*** Opening Dataset records ***

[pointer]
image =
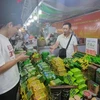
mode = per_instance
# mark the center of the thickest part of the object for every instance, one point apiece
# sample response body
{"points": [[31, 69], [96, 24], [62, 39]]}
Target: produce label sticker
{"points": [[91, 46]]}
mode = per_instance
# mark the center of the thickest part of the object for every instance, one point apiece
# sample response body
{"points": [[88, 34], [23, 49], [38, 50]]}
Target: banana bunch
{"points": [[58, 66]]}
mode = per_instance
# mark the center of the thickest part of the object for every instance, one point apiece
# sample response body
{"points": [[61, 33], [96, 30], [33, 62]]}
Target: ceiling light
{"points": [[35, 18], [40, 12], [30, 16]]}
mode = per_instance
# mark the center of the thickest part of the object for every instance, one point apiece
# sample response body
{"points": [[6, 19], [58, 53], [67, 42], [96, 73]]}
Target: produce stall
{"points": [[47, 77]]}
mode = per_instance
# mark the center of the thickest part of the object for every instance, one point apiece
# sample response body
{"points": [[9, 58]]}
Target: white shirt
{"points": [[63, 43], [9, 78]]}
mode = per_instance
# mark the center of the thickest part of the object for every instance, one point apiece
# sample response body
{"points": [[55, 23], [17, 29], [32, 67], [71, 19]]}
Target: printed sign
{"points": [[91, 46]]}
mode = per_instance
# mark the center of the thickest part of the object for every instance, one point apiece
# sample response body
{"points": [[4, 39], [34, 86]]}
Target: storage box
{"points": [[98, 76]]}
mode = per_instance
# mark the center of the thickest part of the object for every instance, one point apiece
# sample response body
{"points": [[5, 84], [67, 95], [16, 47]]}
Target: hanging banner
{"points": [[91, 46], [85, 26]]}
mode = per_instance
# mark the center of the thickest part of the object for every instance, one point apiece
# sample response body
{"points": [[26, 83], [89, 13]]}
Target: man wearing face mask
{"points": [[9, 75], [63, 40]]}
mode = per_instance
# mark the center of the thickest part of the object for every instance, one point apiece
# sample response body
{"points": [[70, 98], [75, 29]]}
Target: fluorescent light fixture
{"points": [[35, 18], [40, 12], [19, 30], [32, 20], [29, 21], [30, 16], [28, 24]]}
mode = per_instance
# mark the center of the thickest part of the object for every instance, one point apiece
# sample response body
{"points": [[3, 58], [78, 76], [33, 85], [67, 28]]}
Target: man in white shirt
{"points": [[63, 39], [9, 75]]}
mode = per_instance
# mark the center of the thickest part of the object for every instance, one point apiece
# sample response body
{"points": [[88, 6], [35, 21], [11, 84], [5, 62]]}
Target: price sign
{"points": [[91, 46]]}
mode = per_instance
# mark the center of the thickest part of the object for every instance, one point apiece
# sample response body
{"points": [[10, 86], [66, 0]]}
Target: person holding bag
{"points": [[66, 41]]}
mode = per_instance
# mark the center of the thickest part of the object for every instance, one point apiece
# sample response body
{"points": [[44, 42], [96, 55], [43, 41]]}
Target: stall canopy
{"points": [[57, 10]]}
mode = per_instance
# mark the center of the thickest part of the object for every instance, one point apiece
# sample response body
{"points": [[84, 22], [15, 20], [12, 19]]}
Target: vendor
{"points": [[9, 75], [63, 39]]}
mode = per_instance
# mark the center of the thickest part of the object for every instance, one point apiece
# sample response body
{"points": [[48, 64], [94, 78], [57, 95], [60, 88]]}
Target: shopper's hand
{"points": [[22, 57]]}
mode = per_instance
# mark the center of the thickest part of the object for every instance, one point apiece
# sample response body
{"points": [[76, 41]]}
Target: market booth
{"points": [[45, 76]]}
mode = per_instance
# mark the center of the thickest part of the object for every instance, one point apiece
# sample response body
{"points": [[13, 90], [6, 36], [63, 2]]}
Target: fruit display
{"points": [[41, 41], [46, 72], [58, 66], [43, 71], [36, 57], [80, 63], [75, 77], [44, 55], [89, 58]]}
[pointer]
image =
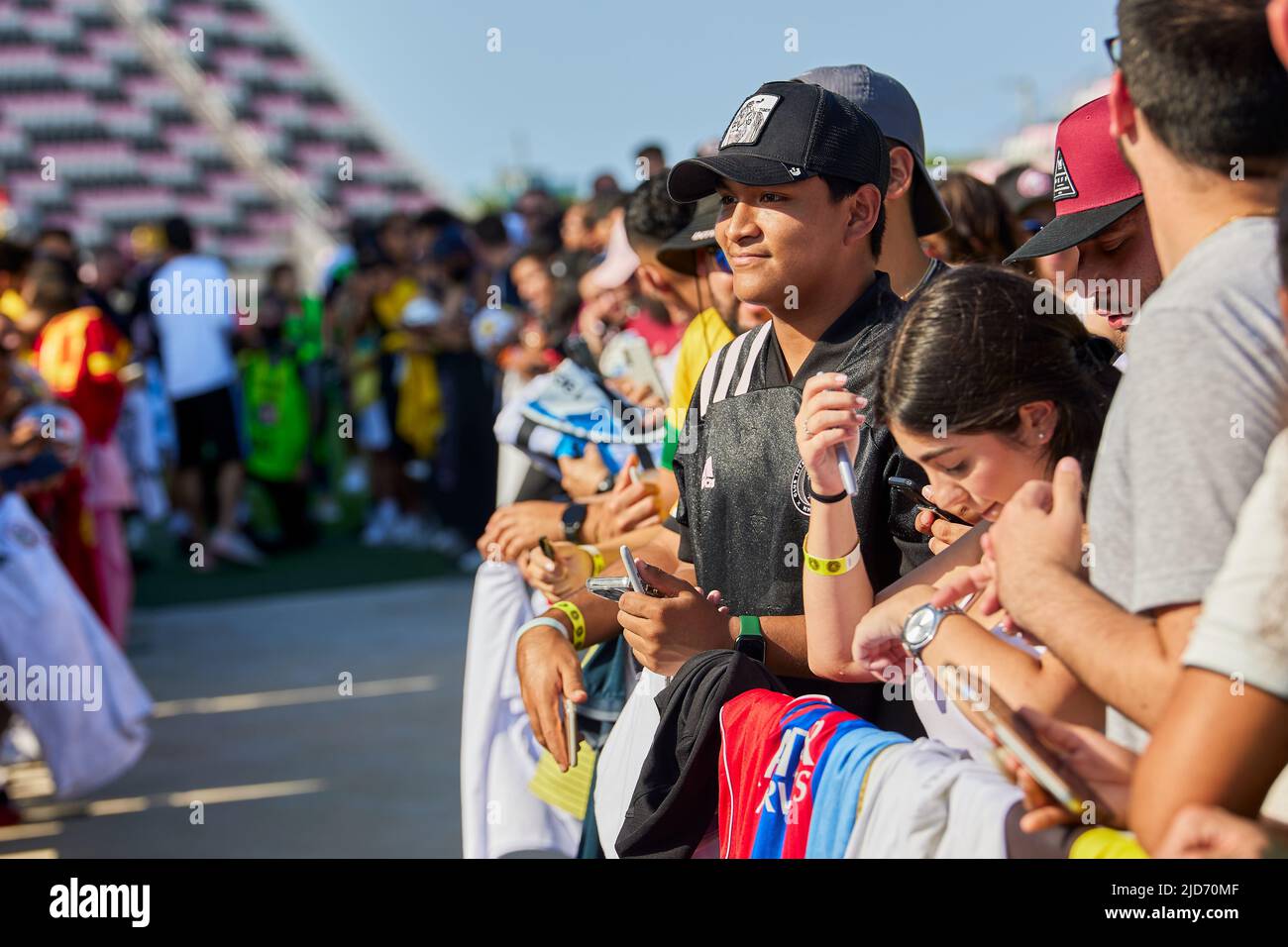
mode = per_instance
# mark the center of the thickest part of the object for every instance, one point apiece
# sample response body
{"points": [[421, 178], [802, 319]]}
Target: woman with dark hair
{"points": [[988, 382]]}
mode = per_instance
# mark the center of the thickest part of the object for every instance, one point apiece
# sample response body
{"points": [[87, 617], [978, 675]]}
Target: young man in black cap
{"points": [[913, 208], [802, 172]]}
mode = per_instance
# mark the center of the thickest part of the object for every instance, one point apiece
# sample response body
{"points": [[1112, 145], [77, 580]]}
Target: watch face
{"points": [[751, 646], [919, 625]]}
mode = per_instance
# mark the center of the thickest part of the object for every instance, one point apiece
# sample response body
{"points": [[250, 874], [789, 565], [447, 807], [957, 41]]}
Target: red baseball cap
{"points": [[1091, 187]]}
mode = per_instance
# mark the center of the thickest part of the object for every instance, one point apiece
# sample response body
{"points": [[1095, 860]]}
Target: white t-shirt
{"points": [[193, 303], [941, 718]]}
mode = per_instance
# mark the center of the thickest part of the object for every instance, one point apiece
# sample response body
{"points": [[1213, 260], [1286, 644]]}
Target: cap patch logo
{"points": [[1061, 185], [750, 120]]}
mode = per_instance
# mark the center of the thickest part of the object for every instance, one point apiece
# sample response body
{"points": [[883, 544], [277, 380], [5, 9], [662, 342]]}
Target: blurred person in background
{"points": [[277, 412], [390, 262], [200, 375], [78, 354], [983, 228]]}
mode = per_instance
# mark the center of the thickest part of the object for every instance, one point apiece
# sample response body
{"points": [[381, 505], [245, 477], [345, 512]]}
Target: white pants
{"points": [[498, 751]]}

*** Closing Dataset records ***
*** Opening Dataset records ***

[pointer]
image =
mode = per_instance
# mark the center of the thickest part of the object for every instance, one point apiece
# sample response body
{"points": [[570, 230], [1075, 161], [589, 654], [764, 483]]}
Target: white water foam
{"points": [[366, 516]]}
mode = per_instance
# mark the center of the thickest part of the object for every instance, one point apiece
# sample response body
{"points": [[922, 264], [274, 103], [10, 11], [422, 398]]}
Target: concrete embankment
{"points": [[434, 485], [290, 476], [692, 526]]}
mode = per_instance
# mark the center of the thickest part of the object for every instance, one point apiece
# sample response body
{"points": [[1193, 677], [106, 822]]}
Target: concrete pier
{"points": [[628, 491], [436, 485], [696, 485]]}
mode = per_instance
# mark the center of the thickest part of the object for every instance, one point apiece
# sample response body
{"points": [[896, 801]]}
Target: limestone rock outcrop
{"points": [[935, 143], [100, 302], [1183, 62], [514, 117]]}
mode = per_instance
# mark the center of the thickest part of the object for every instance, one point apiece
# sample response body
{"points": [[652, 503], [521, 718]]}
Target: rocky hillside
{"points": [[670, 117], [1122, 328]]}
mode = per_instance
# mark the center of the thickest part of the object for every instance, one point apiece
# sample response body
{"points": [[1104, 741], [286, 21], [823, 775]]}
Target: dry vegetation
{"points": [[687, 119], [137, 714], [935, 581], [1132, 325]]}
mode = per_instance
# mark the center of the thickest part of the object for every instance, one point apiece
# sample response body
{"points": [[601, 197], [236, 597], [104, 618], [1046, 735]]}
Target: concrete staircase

*** Closing Dataset records ***

Could you transcribe the entries above word for word, from the line with "Target: concrete pier" down to the line with "Target: concrete staircase", keeping both?

Target: concrete pier
{"points": [[628, 491], [436, 485], [696, 485]]}
mode = per_instance
# mark the center of the thickest part of the object for every instance, one point apiece
# sample response body
{"points": [[896, 801]]}
Target: limestone rock outcrop
{"points": [[935, 143], [100, 302], [1183, 62], [514, 117]]}
mode = per_instance
# mark the center of the thickest part of the object for every instance, one point apiece
# sample response body
{"points": [[652, 503], [521, 718]]}
Target: rocky hillside
{"points": [[670, 117], [1122, 328]]}
mode = per_instance
# mark the center of the thickest part of the object for every instance, one point apiece
# sample response body
{"points": [[1104, 741], [286, 21], [823, 775]]}
Target: dry vegetation
{"points": [[687, 119], [137, 714], [935, 581], [1132, 325]]}
mode = per_instance
# mark the center of the thickest part of the object for every instance, one point apiece
# sample response body
{"points": [[601, 197], [236, 597], [104, 618], [1046, 735]]}
Target: concrete staircase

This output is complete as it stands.